Set task> Rewrite the lines of the listing below, starting at the line containing "point_to SHOULD mark one point per instance of the stainless" and ending at the line containing "pixel 177 167". Swap "grill grate" for "cooking grate", leave everything else unchanged, and return only those lines.

# START OF Exercise material

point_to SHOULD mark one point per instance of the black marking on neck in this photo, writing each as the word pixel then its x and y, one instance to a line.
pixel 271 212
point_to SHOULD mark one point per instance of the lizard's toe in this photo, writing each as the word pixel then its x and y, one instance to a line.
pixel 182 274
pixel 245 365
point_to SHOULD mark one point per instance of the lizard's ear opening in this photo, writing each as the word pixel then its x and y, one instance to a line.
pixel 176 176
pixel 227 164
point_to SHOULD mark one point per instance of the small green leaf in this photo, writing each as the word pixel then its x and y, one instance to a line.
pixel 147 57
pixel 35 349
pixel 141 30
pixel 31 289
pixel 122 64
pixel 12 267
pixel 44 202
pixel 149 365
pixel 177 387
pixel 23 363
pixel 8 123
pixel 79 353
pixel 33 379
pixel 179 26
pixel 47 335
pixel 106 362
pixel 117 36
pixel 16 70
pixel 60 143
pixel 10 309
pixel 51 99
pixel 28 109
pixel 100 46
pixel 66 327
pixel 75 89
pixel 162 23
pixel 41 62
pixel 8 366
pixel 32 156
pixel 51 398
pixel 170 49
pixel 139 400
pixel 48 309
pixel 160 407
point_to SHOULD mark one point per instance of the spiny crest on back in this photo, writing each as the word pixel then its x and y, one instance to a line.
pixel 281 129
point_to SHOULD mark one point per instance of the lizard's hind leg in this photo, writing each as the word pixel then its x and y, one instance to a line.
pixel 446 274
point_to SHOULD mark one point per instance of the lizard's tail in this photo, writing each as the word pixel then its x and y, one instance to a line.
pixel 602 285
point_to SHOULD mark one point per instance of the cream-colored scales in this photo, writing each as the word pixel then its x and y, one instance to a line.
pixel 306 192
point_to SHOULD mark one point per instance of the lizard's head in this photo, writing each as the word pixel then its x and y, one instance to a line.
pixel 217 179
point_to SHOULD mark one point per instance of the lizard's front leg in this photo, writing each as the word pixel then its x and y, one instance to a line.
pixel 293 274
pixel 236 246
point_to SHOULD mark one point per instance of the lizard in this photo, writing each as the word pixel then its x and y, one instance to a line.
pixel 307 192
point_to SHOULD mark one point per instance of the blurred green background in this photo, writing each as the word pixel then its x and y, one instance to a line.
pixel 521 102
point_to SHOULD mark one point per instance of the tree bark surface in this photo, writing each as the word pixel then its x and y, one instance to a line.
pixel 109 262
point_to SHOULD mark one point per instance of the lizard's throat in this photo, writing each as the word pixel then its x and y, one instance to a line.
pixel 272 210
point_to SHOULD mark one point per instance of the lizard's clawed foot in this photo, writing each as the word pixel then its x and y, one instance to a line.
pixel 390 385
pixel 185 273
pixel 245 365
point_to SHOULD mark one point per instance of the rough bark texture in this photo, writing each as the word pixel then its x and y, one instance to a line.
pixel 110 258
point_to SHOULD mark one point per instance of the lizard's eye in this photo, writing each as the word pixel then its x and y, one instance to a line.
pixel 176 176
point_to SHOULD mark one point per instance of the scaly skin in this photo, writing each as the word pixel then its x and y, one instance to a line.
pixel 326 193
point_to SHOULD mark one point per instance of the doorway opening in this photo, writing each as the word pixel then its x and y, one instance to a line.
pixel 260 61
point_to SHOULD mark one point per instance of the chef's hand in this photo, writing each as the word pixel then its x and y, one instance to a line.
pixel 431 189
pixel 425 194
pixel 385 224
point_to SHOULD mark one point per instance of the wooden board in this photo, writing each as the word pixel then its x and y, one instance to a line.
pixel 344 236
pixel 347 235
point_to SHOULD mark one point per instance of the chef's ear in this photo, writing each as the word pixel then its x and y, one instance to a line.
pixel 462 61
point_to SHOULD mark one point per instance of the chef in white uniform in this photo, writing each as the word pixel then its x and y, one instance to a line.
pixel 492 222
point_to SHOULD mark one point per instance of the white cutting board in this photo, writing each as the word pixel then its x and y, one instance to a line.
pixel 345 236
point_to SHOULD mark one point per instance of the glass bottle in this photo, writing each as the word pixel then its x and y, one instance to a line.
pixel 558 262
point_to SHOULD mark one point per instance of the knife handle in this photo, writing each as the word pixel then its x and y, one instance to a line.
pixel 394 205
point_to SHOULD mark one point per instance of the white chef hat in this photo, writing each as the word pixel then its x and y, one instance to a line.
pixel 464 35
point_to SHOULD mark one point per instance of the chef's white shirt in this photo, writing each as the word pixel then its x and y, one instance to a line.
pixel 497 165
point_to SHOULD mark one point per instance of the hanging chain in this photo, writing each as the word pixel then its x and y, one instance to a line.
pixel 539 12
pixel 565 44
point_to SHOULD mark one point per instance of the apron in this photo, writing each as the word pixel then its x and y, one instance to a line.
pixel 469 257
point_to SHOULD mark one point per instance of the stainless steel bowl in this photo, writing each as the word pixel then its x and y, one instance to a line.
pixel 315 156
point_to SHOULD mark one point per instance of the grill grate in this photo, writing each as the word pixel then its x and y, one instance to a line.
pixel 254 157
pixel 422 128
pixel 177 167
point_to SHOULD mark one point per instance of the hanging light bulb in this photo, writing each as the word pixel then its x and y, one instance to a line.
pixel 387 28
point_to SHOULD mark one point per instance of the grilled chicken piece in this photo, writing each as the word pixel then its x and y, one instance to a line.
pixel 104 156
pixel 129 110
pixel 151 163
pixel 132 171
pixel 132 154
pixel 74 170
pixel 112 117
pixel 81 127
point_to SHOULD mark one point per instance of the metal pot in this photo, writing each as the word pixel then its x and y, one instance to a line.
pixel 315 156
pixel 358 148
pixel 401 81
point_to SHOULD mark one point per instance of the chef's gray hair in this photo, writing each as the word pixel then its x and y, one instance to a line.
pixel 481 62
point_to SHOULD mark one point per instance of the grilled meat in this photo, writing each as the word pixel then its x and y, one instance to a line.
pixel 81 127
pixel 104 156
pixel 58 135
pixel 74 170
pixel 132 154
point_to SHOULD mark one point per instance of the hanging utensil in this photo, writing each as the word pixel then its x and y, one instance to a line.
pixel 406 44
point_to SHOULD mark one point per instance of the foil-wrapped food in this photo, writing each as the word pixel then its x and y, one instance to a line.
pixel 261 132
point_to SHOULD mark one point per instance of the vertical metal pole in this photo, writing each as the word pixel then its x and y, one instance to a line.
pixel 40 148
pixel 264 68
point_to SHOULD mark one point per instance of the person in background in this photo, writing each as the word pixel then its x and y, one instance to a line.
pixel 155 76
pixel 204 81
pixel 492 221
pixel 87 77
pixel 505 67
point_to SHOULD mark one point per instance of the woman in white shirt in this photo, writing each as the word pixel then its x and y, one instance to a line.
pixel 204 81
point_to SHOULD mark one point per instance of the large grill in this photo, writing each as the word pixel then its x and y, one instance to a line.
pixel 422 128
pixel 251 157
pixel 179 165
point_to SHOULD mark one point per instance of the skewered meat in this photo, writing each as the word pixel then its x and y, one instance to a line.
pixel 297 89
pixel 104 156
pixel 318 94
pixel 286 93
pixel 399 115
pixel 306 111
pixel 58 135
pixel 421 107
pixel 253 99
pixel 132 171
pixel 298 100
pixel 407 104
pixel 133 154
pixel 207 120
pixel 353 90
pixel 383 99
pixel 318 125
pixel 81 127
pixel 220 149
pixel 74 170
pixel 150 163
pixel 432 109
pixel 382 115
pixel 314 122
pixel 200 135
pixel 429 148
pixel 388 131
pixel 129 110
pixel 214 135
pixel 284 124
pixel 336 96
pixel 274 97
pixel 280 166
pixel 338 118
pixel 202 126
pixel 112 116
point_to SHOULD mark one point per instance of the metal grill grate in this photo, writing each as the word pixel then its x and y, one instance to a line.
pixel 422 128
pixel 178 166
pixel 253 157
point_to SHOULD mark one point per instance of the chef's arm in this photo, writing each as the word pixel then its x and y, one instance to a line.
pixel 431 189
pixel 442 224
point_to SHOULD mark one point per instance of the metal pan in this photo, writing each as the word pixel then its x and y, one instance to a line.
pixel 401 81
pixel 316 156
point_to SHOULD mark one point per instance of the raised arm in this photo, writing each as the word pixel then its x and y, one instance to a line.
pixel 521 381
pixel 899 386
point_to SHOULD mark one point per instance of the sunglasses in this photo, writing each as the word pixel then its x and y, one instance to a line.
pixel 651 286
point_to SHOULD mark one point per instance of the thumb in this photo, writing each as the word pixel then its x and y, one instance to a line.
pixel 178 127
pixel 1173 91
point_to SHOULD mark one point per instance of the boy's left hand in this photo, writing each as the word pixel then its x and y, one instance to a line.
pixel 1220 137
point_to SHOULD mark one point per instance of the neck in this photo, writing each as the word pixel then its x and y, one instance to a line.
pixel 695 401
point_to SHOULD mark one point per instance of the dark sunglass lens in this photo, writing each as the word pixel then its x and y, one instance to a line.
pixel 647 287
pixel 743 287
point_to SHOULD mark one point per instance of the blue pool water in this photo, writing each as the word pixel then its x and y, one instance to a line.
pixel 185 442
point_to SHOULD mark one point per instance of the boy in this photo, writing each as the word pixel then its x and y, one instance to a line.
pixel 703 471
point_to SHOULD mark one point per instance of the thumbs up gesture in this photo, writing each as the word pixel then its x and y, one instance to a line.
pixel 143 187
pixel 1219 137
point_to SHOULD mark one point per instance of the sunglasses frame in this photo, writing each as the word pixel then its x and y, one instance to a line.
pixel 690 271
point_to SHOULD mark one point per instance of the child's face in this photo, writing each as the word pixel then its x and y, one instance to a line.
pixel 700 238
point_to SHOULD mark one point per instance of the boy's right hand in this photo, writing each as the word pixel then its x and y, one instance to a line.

# END OF Exercise material

Written answer>
point_to SHOULD mark one point per instance of the stainless steel bowl in this photo, writing each as the word pixel then its x and y, one instance to a line.
pixel 315 156
point_to SHOULD mark one point per instance of the cooking grate in this photo, writing each as the word pixel then its x and y, one instance to a line.
pixel 254 157
pixel 422 128
pixel 177 167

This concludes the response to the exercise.